**Your goal**
Arrange every line of the listing below as a Markdown table with the columns Number and Record line, omitting blank lines.

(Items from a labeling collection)
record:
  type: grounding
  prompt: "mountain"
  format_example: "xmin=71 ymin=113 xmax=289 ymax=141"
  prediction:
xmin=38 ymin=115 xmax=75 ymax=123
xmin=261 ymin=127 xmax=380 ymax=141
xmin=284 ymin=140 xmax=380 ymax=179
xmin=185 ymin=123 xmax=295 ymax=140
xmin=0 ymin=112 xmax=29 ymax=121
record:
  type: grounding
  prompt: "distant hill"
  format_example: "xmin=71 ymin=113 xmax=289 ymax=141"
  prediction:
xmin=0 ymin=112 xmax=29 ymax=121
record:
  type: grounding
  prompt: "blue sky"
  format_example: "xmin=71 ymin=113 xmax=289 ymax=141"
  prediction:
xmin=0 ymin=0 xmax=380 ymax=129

**Exercise solution**
| Number | Record line |
|---|---|
| 1 | record: |
| 2 |   type: grounding |
| 3 |   prompt: "mountain" |
| 4 |   format_example: "xmin=71 ymin=113 xmax=289 ymax=141" |
| 5 |   prediction: |
| 6 | xmin=38 ymin=115 xmax=75 ymax=123 |
| 7 | xmin=261 ymin=127 xmax=380 ymax=141 |
| 8 | xmin=284 ymin=140 xmax=380 ymax=179 |
| 9 | xmin=185 ymin=123 xmax=295 ymax=140 |
| 10 | xmin=0 ymin=112 xmax=29 ymax=121 |
| 11 | record: |
| 12 |   type: grounding |
| 13 |   prompt: "distant hill" |
| 14 |   format_example: "xmin=71 ymin=113 xmax=289 ymax=141" |
| 15 |   prediction: |
| 16 | xmin=0 ymin=112 xmax=29 ymax=121 |
| 17 | record: |
| 18 |   type: grounding |
| 19 |   prompt: "blue sky" |
| 20 |   format_example: "xmin=71 ymin=113 xmax=289 ymax=141" |
| 21 |   prediction: |
| 22 | xmin=0 ymin=0 xmax=380 ymax=129 |